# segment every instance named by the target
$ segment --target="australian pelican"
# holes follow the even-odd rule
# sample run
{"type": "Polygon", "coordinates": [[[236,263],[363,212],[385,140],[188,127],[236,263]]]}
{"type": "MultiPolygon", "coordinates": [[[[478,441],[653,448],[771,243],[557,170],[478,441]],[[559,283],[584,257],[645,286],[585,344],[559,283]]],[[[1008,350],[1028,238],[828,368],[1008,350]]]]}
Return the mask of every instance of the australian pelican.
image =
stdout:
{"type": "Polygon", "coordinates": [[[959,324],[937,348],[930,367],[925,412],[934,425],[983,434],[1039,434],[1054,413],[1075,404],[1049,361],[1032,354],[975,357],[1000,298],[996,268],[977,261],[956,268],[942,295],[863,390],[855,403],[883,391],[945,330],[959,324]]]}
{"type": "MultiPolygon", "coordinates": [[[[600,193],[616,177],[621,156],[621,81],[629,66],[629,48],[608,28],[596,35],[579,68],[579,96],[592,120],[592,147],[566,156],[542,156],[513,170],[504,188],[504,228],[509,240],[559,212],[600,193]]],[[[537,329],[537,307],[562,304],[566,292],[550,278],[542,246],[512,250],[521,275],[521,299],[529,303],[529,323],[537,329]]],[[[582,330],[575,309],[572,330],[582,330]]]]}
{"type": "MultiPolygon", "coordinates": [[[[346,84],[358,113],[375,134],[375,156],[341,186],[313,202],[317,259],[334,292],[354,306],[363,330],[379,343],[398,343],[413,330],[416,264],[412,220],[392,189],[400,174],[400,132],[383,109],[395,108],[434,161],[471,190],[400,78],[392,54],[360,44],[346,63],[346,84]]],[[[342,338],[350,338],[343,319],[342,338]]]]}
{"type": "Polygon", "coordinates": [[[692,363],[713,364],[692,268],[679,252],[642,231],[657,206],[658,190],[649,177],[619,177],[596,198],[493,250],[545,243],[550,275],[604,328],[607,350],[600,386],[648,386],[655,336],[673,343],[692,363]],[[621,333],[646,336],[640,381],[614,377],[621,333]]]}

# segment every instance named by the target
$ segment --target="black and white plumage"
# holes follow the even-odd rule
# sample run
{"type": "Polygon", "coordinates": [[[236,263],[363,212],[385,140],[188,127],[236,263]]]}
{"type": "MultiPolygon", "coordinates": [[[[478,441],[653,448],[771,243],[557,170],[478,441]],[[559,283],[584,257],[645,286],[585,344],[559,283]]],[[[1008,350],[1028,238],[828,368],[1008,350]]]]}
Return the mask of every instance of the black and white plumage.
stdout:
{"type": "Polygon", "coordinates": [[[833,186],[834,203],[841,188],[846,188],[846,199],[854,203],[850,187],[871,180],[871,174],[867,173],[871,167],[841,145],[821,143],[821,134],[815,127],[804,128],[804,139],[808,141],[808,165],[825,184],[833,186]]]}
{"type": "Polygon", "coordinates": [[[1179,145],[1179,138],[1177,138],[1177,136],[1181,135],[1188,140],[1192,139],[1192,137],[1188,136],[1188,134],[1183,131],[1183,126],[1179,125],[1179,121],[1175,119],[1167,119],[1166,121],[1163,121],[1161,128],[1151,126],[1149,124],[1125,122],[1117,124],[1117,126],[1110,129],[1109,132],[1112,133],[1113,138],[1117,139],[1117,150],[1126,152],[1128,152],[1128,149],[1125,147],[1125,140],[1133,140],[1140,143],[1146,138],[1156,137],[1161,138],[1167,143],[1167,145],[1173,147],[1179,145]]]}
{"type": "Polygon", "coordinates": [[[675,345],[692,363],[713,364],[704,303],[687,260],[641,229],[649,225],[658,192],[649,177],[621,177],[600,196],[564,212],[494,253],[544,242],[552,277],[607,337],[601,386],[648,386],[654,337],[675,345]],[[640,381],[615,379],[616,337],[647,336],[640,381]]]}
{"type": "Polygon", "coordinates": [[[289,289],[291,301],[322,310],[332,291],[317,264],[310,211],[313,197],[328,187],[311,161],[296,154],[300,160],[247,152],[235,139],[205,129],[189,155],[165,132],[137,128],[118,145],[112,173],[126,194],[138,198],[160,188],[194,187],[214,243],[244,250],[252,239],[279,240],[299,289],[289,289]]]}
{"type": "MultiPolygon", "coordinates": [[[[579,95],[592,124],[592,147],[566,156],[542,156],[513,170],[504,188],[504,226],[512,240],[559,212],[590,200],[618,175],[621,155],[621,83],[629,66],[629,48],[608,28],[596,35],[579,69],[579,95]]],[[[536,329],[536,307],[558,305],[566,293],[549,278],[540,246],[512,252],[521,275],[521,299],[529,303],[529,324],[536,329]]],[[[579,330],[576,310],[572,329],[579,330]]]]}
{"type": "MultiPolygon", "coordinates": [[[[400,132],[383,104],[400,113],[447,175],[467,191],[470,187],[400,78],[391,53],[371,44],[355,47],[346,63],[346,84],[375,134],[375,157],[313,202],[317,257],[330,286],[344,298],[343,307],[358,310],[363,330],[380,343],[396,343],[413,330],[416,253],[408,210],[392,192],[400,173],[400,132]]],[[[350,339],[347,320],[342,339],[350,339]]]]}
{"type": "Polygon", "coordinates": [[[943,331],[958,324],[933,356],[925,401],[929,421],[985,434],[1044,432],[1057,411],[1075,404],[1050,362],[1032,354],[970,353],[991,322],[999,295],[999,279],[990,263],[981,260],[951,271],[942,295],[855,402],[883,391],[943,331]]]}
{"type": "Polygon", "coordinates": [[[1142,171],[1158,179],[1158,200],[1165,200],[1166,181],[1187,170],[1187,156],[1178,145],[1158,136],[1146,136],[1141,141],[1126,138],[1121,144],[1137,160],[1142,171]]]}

■ The problem: All the records are to be transcribed exactly, with no line missing.

■ Exercise output:
# segment every instance named by the target
$ segment --target="australian pelican"
# holes follow the even-odd rule
# sample run
{"type": "Polygon", "coordinates": [[[236,263],[363,212],[385,140],[188,127],[236,263]]]}
{"type": "MultiPolygon", "coordinates": [[[[478,441],[653,448],[771,243],[557,170],[478,441]],[[559,283],[584,257],[645,286],[585,344],[559,283]]],[[[1008,350],[1028,238],[828,368],[1008,350]]]]}
Return the mask of every instance of the australian pelican.
image =
stdout:
{"type": "Polygon", "coordinates": [[[959,324],[937,348],[930,367],[925,412],[934,425],[983,434],[1039,434],[1054,413],[1075,404],[1049,361],[1032,354],[975,357],[1000,298],[996,268],[977,261],[956,268],[942,295],[863,390],[855,403],[883,391],[945,330],[959,324]]]}
{"type": "MultiPolygon", "coordinates": [[[[600,193],[616,177],[621,156],[621,81],[629,66],[629,48],[608,28],[596,35],[579,68],[579,96],[592,120],[592,147],[566,156],[542,156],[513,170],[504,188],[504,228],[509,240],[559,212],[600,193]]],[[[537,329],[537,307],[562,304],[566,292],[550,278],[542,246],[512,250],[521,275],[521,299],[529,303],[529,323],[537,329]]],[[[582,330],[575,309],[572,330],[582,330]]]]}
{"type": "MultiPolygon", "coordinates": [[[[346,84],[358,113],[375,134],[375,156],[341,186],[313,202],[317,259],[334,292],[354,306],[363,330],[379,343],[398,343],[413,330],[416,264],[412,220],[392,189],[400,174],[400,132],[383,109],[395,108],[434,161],[471,190],[400,78],[392,54],[360,44],[346,63],[346,84]]],[[[342,338],[350,338],[343,319],[342,338]]]]}
{"type": "Polygon", "coordinates": [[[692,363],[713,364],[692,268],[679,252],[642,231],[657,206],[658,190],[649,177],[619,177],[596,198],[493,250],[545,243],[550,275],[604,328],[607,350],[600,386],[648,386],[655,336],[673,343],[692,363]],[[621,333],[646,336],[640,381],[614,377],[621,333]]]}

# segment every instance named by the target
$ segment --target="black and white plumage"
# holes follow the even-odd rule
# sample run
{"type": "Polygon", "coordinates": [[[236,263],[363,212],[385,140],[188,127],[236,263]]]}
{"type": "MultiPolygon", "coordinates": [[[[478,441],[653,448],[771,243],[557,170],[478,441]],[[559,283],[584,257],[645,286],[585,344],[559,283]]],[[[1008,350],[1028,238],[828,368],[1008,350]]]]}
Return the mask of every instance of the black and white plumage.
stdout:
{"type": "Polygon", "coordinates": [[[833,186],[834,203],[841,188],[846,188],[846,199],[854,203],[850,187],[871,180],[871,174],[867,173],[871,167],[841,145],[821,143],[821,134],[815,127],[804,128],[804,139],[808,141],[808,165],[825,184],[833,186]]]}
{"type": "Polygon", "coordinates": [[[1179,145],[1179,138],[1177,138],[1177,136],[1181,135],[1188,140],[1192,139],[1192,137],[1188,136],[1188,134],[1183,131],[1183,126],[1179,125],[1179,121],[1175,119],[1167,119],[1166,121],[1163,121],[1161,128],[1151,126],[1149,124],[1125,122],[1117,124],[1117,126],[1110,129],[1109,132],[1112,133],[1113,138],[1117,139],[1117,150],[1126,152],[1128,152],[1128,149],[1125,147],[1125,140],[1133,140],[1140,143],[1146,138],[1156,137],[1161,138],[1167,143],[1167,145],[1173,147],[1179,145]]]}
{"type": "Polygon", "coordinates": [[[675,345],[692,363],[713,364],[704,303],[687,260],[641,229],[649,225],[658,192],[649,177],[621,177],[600,196],[564,212],[494,253],[544,242],[552,277],[607,337],[601,386],[648,386],[654,337],[675,345]],[[640,381],[615,379],[616,337],[647,336],[640,381]]]}
{"type": "Polygon", "coordinates": [[[289,289],[291,301],[322,310],[332,291],[317,264],[310,211],[313,197],[328,187],[311,161],[296,154],[300,160],[247,152],[235,139],[205,129],[189,155],[165,132],[137,128],[118,145],[112,173],[126,194],[138,198],[160,188],[194,187],[214,243],[244,250],[252,239],[279,240],[299,289],[289,289]]]}
{"type": "MultiPolygon", "coordinates": [[[[579,95],[592,124],[592,147],[566,156],[542,156],[513,170],[504,188],[504,226],[512,240],[559,212],[590,200],[618,175],[621,155],[621,83],[629,66],[629,48],[608,28],[596,35],[579,69],[579,95]]],[[[536,329],[536,307],[558,305],[566,293],[549,278],[540,246],[512,252],[521,275],[521,299],[529,303],[529,324],[536,329]]],[[[579,330],[576,310],[572,329],[579,330]]]]}
{"type": "MultiPolygon", "coordinates": [[[[400,132],[383,104],[400,113],[447,175],[467,191],[470,187],[400,78],[391,53],[371,44],[355,47],[346,63],[346,84],[375,134],[375,157],[313,202],[317,257],[330,286],[344,298],[343,307],[358,310],[363,330],[380,343],[396,343],[413,330],[416,253],[408,210],[392,192],[400,173],[400,132]]],[[[350,339],[347,320],[342,339],[350,339]]]]}
{"type": "Polygon", "coordinates": [[[943,331],[958,324],[933,356],[925,401],[929,421],[985,434],[1044,432],[1057,411],[1075,404],[1050,362],[1032,354],[970,353],[991,322],[999,295],[999,279],[990,263],[981,260],[951,271],[942,295],[855,402],[883,391],[943,331]]]}
{"type": "Polygon", "coordinates": [[[1142,171],[1158,179],[1158,200],[1165,200],[1166,181],[1187,170],[1187,156],[1178,145],[1158,136],[1146,136],[1141,141],[1126,138],[1121,144],[1137,160],[1142,171]]]}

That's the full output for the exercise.